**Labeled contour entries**
◆ ◆ ◆

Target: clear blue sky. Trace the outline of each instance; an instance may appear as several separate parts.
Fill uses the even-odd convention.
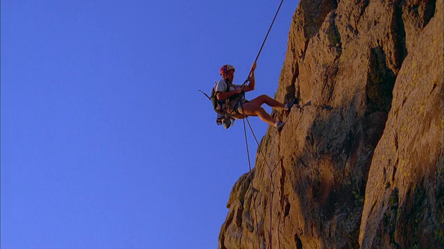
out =
[[[198,89],[244,82],[280,2],[1,1],[1,248],[216,248],[248,165]],[[297,4],[247,98],[274,97]]]

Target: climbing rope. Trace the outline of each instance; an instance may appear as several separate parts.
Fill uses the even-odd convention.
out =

◆ ◆ ◆

**GOAL OF THE EXERCISE**
Quote the line that contains "Target: climbing rope." and each line after it through the end of the data, exactly, leaving out everything else.

**OUTPUT FOR THIS TASK**
Target: climbing rope. Trace the outline of each instance; an instance may appear as several separate parts.
Fill uses the even-odd convention.
out =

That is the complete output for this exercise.